• 本文セクション
******************************
■ ネットでなければ人でなし ■


 毎週月曜日には経済誌が3誌発売されます。
 最近の3誌のトップ記事は殆どインターネットのことかパソコンのことです。因みに先週号の目玉は週刊ダイヤモンドが「ネット株バブルの真実」東洋経済が「モバイル仕事術」エコノミストが「ネットビジネスモデル大爆発」といった具合です。多くのビジネスマンの関心がそちらに向かっているからに他なりません。
 このメッセージでも毎月のようにお話ししているネット株のニュースは今月も花盛りです。今週18日には「筆自慢」という毛筆ソフトで有名なメッツがマザーズに上場します。前期までは黒字ですが、今期は販売方法の転換のため赤字です。にも関わらず、公募株価は700万円に決まりそうです。50円額面に直せば7000円ということになります。1〜2年前までは、市況はともかく公募価格が7000円と言えばよほどの高成長企業というイメージでしたが、マザーズが出来てから、50円額面に直せば何千円から何万円という株価が珍しくなくなってきました。
 ここ2,3年の間に公開したネット企業は「これならばもう少し待ってマザーズに上場すればよかった」と切歯扼腕しているのではないでしょうか。店頭市場の本則銘柄と言えば、利益水準はマザース銘柄とは比べものにはならず、最低でも2,3億円ですし、組織もできていれば申請書類の量も何倍もあります。それだけの難関をくぐってきたのに、ここ半年であっという間の準備でひょこっと上場した連中に、自分たちの何倍もの株価がつく、すなわち会社に入る金額も何倍と言うことになれば頭に来るのも当然でしょう。

 最近のネット企業の若者達は「孫さんや重田さんにお金を出してもらって億万長者になるんだ」と公言してはばからないそうです。このガキを甘やかした責任は誰にあるのでしょう。確かに、毎週のように、下手をすると毎日のようにベンチャー企業、特にネット企業への投資ファンドの設立の記事が新聞を飾ります。いくら今がネット株バブルの時代だからと言っても、これから投資を始めるファンドのパフォーマンスが期待できるでしょうか?
 もちろん長いスパンで見れば、これからもとてつもない成長企業がどんどん出てくるでしょう。しかしこれらのファンドの多くは、設定されればすぐさま手当たり次第にネット株に投資してくることは火を見るより明らかです。
******************************
• 提供資料
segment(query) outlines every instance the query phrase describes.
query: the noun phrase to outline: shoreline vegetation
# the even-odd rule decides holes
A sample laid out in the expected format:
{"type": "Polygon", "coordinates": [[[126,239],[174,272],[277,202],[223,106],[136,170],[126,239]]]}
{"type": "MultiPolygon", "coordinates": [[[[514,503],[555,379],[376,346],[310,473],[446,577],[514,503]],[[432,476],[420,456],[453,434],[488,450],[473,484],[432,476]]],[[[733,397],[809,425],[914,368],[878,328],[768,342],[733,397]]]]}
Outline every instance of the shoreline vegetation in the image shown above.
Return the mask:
******************************
• 実施する作業
A – 本文のうち「ここ2,3年の間に公開したネ」から「ンスが期待できるでしょうか?」までの範囲を、両端を含めて一字一句変えずに返してください。
B – 本文で名前が挙がっている経済誌をすべて列挙してください。
C – 次の各記述が本文と一致するかどうかを「はい」か「いいえ」で答え、判断の根拠となる本文の語句をそのまま引用してください。(i) メッツは今期黒字である。(ii) メッツはマザーズに上場する。(iii) 店頭市場の本則銘柄の利益水準は最低でも2,3億円である。
上記の資料は本文とは切り離された別個のものです。

• 順番通りの出力
A –
ここ2,3年の間に公開したネット企業は「これならばもう少し待ってマザーズに上場すればよかった」と切歯扼腕しているのではないでしょうか。店頭市場の本則銘柄と言えば、利益水準はマザース銘柄とは比べものにはならず、最低でも2,3億円ですし、組織もできていれば申請書類の量も何倍もあります。それだけの難関をくぐってきたのに、ここ半年であっという間の準備でひょこっと上場した連中に、自分たちの何倍もの株価がつく、すなわち会社に入る金額も何倍と言うことになれば頭に来るのも当然でしょう。

 最近のネット企業の若者達は「孫さんや重田さんにお金を出してもらって億万長者になるんだ」と公言してはばからないそうです。このガキを甘やかした責任は誰にあるのでしょう。確かに、毎週のように、下手をすると毎日のようにベンチャー企業、特にネット企業への投資ファンドの設立の記事が新聞を飾ります。いくら今がネット株バブルの時代だからと言っても、これから投資を始めるファンドのパフォーマンスが期待できるでしょうか?

B –
週刊ダイヤモンド
東洋経済
エコノミスト

C –
(i) いいえ:「今期は販売方法の転換のため赤字です」
(ii) はい:「メッツがマザーズに上場します」
(iii) はい:「最低でも2,3億円です」